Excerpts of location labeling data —
■ ■ ■ ■ ■ ■ ■

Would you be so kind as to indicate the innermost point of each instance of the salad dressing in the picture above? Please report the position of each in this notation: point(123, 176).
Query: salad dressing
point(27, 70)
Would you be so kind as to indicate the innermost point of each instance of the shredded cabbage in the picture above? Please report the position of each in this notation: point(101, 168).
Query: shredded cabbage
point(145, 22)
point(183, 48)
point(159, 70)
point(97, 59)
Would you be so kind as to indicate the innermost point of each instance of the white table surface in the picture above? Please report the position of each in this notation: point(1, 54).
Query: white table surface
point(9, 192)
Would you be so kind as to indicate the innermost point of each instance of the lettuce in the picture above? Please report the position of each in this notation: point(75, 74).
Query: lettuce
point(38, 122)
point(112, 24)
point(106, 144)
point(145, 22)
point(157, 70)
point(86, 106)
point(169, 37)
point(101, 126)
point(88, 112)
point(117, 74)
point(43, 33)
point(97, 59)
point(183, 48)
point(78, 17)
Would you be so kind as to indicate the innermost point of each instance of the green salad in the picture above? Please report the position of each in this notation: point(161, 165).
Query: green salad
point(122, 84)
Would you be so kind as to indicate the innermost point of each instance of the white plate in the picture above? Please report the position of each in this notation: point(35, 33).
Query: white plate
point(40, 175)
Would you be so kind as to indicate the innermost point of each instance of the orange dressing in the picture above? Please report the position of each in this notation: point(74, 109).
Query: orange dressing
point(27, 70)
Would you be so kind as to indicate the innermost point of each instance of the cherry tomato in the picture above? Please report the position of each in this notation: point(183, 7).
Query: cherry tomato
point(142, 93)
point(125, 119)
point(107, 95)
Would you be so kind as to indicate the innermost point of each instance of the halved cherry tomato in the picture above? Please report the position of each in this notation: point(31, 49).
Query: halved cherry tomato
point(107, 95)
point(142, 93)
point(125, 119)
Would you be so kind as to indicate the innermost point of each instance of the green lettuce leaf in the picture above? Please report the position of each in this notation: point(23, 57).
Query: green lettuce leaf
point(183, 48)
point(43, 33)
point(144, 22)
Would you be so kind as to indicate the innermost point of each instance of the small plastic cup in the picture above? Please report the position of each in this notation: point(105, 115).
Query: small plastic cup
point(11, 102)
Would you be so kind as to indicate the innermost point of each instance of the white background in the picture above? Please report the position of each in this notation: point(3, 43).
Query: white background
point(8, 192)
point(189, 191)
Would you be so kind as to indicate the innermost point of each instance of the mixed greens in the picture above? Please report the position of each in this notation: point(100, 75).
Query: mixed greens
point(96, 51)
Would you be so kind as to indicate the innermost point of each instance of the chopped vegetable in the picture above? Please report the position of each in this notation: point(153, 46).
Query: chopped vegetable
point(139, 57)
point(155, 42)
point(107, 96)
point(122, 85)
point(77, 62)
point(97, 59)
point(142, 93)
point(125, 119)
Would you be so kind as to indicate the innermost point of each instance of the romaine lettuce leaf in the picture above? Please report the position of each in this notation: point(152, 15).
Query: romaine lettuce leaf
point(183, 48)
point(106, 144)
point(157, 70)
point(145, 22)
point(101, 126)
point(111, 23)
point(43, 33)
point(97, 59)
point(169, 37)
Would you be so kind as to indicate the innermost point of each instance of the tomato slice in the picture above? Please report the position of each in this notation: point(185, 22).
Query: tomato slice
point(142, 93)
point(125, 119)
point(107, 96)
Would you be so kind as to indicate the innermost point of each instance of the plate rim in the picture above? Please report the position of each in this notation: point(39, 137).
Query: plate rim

■ ■ ■ ■ ■ ■ ■

Brief — Set out the lines of the material above as a numbered list, starting with the line that contains "notation: point(153, 46)." and running through the end of the material. Leave out any blank lines.

Full response —
1. Would you be so kind as to indicate the innermost point of each instance of the chopped vegetable in the picture above? Please report the position of each in this notation: point(153, 46).
2. Query: chopped vegetable
3. point(139, 57)
4. point(155, 42)
5. point(107, 96)
6. point(122, 85)
7. point(77, 62)
8. point(97, 59)
9. point(142, 93)
10. point(125, 119)
11. Would you be so kind as to indicate the innermost point of each instance of the romaine lettuce leaf in the picture above? Please report the position of each in this notation: point(152, 15).
12. Query: romaine lettuce leaf
13. point(183, 48)
14. point(106, 144)
15. point(157, 70)
16. point(145, 22)
17. point(101, 126)
18. point(111, 23)
19. point(43, 33)
20. point(97, 59)
21. point(169, 37)
22. Would you be so kind as to indicate the innermost point of each instance of the tomato slice in the picture above? Please report the position of each in this notation: point(185, 22).
23. Query: tomato slice
24. point(142, 93)
25. point(125, 119)
26. point(107, 96)
27. Would you be so kind as to indicate the innermost point of each instance of the plate rim in the picture above? Please report the position of each in this notation: point(39, 137).
28. Query: plate rim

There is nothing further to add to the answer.